* _SET TASK A_
From the post on logarithms, retype the passage starting with "By Phil Plait" and going on through "them using logs.".
* _SET TASK B_
Decide whether each statement agrees with the post on logarithms: (i) the post says our eyesight and hearing are sensitive logarithmically; (ii) the post gives the height of a skyscraper as 2,000 meters; (iii) the post says that in log space you count 1, 2, 3, 4. For each one, answer yes or no and quote the words of the post that decide it.

From here to infinity… logarithmically

By Phil Plait | January 11, 2010 12:00 pm

Logarithms are cool. Sure, some of you may have flashbacks to middle school and may collapse on the floor twitching upon their mere mention, but seriously, logs are the language of the Universe. Our senses (eyesight and hearing) are sensitive logarithmically, and a lot of ways the world behaves make a lot more sense when you plot them using logs.

For those of you scratching your heads, a simple way to think of logs is to think factors of ten. Instead of counting like we normally do — 1, 2, 3, 4 and so on — in log space you count by factors of 10: 1, 10, 100, 1000, and so on. There are lots of advantages to this, one being that you can make graphs that show things that are very small and very big on the same plot. Using regular numbers, it would be hard to make a graph showing the size of a human (2 meters tall) and a skyscraper (200 meters tall) on the same plot, but using logarithms, they are only two ticks apart in size. Easy peasy.

(Excerpts of annotation records)
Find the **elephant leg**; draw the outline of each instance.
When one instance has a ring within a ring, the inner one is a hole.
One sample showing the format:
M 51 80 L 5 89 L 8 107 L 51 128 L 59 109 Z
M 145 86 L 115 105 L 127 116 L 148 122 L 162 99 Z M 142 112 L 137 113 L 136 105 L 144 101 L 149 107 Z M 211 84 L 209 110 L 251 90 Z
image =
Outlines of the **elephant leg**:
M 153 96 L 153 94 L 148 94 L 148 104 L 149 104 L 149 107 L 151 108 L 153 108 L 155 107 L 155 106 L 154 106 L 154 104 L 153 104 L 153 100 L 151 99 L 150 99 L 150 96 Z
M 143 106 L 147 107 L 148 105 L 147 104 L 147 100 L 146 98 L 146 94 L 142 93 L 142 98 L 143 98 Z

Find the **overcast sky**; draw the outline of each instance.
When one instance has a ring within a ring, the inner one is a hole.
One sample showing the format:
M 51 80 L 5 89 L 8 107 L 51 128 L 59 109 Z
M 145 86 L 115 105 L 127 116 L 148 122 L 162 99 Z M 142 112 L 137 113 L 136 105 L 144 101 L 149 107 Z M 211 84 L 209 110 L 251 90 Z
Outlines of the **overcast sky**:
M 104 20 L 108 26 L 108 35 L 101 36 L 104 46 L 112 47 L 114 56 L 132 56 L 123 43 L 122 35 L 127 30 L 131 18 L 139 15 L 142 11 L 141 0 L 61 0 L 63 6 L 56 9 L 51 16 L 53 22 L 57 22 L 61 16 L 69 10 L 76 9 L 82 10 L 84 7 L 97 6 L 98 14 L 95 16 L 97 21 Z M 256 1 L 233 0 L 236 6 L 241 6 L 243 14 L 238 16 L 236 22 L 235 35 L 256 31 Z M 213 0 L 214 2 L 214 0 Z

* _TASK RESULT A_
By Phil Plait | January 11, 2010 12:00 pm

Logarithms are cool. Sure, some of you may have flashbacks to middle school and may collapse on the floor twitching upon their mere mention, but seriously, logs are the language of the Universe. Our senses (eyesight and hearing) are sensitive logarithmically, and a lot of ways the world behaves make a lot more sense when you plot them using logs.

* _TASK RESULT B_
(i) Yes: "Our senses (eyesight and hearing) are sensitive logarithmically"
(ii) No: "a skyscraper (200 meters tall)"
(iii) No: "in log space you count by factors of 10: 1, 10, 100, 1000, and so on"